───── TEXT EXTRACT ─────
IN THE MARCH NEWSLETTER:
Petition Drive to Stop Nighttime Subway Construction Going Strong
Hundreds of Miracle Mile Residents Join the Fight
to Stop Nighttime Subway Construction
Last month the Miracle Mile Residential Association [MMRA] launched a petition drive to stop nighttime, Sunday and holiday construction for the Purple Line Subway Extension – which is scheduled to begin major work in August. In January 2014 the Los Angeles County Metropolitan Transit Authority [Metro] applied to the Los Angeles Police Commission to be exempted from municipal noise ordinances for subway construction in the Miracle Mile.
MMRA members and volunteers from the community have been distributing petitions every Saturday within the boundaries of the MMRA [see map]. So far about 60 % of the area has been canvassed and the remaining blocks should be completed by March 22. The response has far exceeded expectations and the online petition has proved to be a very effective means of collecting signatures.
The Police Commission has not set a date as to when they will render a decision on Metro’s applications to be exempted from noise ordinances, so the petition drive will be an on-going campaign until further notice. The petition effort has also received significant support from residents in neighborhoods adjacent to the Miracle Mile, who will be equally impacted by nighttime, Sunday and holiday construction. The MMRA has received a number of requests to expand the petition campaign beyond our boundaries and this be will taken this under serious consideration once the canvassing of the MMRA area is complete.
───── DATASET EXTRACT ─────
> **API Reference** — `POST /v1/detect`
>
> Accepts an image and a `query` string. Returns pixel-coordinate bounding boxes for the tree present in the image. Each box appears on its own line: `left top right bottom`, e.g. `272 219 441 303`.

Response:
─────
## THINGS TO DO
- a) In the subway petition article, why will the petition drive remain an on-going campaign until further notice?
- b) Repeat the subway petition article from "MMRA members and" to "of collecting signatures.".

## EXPECTED ANSWERS
- a) The Police Commission has not set a date for its decision on Metro's applications to be exempted from noise ordinances.

- b)
MMRA members and volunteers from the community have been distributing petitions every Saturday within the boundaries of the MMRA [see map]. So far about 60 % of the area has been canvassed and the remaining blocks should be completed by March 22. The response has far exceeded expectations and the online petition has proved to be a very effective means of collecting signatures.